Tentaremos reconhecer a partir daí não só as suposições implícitas nessa proposição, mas talvez algumas das suas implicações. Cabe então termos em mente que a investigação não é de forma alguma exaustiva – dada as dimensões modestas deste texto –, e tampouco é enumerativa. Não nos interessa aqui colecionar exemplos, mas sim trilhar o percurso reverso: das palavras de Sutherland em direção aos conceitos que tornam possível sequer especular sobre um quarto onde um computador poderia controlar a existência da matéria. O que se encontra nesse caminho em direção aos supostos fundamentos?

Em primeiro lugar é preciso se demorar junto as palavras do autor:

"O monitor último seria, obviamente, um quarto onde um computador poderia controlar a existência da matéria." [1] 

De imediato a proposição reconhece uma diferença fundamental entre espaços (ou entre realidades se assim pudermos chamar); há um quarto e, logicamente, há o restante. O restante é aquilo que Sutherland caracteriza como "mundo físico familiar", no princípio do mesmo texto. Muito poderia ser dito sobre a natureza dessa divisão fundamental, e sobre o trânsito entre esses dois ambientes – que comumente chamamos de "real" e "virtual".

No entanto, basta refletirmos um instante sobre a natureza do "virtual" segundo a contraposição ordinária ao "real", para nos vermos perdidos numa seara de conceitos vagos. Pierre Lévy, em seu livro O que é o virtual?, nos oferece justamente a possibilidade de pensarmos o termo virtual com um mínimo de rigor – pelo menos ao ponto de o concebermos em termos positivos, e não apenas como não-real:

"…o virtual, rigorosamente definido, tem somente uma pequena afinidade com o falso, o ilusório ou o imaginário. (…) O virtual tende a atualizar-se, sem ter passado no entanto à concretização efetiva ou formal. A árvore está virtualmente presente na semente."

Lévy em sua investigação retoma – da tradição da filosofia escolástica de matriz aristotélica – o conceito de virtual como "o que existe em potência e não em ato". Potência, a grosso modo, como algo que será outro algo por fim (finalidade), mas que ainda não o é – que, em suma, nos coloca o problema do ser algo, por não simplesmente já o ser.

### TAREFAS
A. Transcreva do texto sobre o virtual o trecho que vai de "Lévy em sua" até "simplesmente já o ser.".
B. Dê continuidade ao texto sobre o virtual, começando logo após a última frase apresentada.

### MATERIAL FORNECIDO
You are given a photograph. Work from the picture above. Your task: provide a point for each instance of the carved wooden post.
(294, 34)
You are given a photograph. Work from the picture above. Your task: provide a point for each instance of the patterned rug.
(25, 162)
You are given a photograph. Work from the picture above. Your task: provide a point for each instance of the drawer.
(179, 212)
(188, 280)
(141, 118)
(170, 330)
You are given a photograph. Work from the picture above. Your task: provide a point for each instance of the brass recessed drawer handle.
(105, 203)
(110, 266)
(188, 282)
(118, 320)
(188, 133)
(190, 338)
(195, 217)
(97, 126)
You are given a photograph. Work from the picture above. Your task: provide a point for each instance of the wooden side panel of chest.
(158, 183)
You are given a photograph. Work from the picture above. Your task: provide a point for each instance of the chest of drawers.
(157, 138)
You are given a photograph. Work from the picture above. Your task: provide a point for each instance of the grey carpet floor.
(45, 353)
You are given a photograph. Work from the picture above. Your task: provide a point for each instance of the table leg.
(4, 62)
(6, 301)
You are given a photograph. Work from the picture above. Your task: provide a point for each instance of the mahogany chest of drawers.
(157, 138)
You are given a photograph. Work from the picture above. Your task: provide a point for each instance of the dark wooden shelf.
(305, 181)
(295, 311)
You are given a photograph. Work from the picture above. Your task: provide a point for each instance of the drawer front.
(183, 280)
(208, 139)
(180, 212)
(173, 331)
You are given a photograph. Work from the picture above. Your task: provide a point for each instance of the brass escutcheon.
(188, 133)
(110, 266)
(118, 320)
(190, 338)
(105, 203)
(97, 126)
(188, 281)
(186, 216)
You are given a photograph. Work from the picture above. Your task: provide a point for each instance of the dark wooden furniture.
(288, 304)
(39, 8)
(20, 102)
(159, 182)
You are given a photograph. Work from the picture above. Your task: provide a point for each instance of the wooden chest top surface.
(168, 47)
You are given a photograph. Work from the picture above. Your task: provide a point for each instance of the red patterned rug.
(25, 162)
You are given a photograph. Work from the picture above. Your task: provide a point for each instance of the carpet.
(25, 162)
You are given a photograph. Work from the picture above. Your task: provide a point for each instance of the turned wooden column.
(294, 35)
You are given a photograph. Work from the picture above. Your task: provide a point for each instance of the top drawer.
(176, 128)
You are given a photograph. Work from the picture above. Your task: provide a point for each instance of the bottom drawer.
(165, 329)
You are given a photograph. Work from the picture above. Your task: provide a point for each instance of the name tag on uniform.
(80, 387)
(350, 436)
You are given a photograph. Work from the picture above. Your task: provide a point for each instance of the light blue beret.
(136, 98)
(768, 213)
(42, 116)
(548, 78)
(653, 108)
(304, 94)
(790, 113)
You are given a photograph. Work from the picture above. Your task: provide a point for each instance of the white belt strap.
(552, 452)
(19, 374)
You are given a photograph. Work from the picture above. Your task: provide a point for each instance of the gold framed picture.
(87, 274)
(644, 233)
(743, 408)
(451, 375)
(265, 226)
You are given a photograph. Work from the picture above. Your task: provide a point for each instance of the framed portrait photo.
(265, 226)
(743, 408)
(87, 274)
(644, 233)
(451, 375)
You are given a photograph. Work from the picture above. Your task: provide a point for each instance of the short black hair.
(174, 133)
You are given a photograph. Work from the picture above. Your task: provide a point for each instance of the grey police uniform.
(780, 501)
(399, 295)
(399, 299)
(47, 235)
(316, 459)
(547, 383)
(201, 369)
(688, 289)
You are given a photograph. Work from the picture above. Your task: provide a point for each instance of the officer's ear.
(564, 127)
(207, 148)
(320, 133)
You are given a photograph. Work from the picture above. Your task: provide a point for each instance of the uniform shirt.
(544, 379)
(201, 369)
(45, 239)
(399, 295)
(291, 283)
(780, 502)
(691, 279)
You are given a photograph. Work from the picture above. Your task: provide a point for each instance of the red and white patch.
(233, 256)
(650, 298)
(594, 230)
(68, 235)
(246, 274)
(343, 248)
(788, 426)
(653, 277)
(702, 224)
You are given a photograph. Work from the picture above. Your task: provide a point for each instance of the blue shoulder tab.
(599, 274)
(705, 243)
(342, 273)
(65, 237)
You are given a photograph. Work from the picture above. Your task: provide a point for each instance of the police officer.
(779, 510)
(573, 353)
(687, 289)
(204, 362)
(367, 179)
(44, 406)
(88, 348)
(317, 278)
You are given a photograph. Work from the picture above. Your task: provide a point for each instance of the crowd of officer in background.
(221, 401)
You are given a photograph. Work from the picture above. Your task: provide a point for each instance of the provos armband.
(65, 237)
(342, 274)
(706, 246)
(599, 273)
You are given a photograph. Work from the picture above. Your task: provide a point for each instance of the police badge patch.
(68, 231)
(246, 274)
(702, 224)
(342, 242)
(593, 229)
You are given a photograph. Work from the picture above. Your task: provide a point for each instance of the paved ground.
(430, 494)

### RESPOSTAS
A.
Lévy em sua investigação retoma – da tradição da filosofia escolástica de matriz aristotélica – o conceito de virtual como "o que existe em potência e não em ato". Potência, a grosso modo, como algo que será outro algo por fim (finalidade), mas que ainda não o é – que, em suma, nos coloca o problema do ser algo, por não simplesmente já o ser.

B.
Da investigação profícua de Lévy a partir dessa reconceituação podemos nos valer pelo menos de um alerta – invocar o não-real por outro nome pode ser uma armadilha conceitual. Nesse sentido, por ora, o mínimo que podemos fazer aqui é evitar o uso apressado do termo "virtual" para classificar o quarto de Sutherland, com receio de falarmos mais do que aquilo que podemos justificar. Assim também evitamos a definição perigosa do quarto de Sutherland em contraposição à realidade. De fato Lévy tem argumentos suficientes em seu livro para nos fazer imaginar que o quarto de Sutherland pode contribuir para essa discussão terminológica com alguma novidade, mas que seria preciso dedicar então muitas palavras a essa hipótese; mais palavras do que temos disponíveis aqui.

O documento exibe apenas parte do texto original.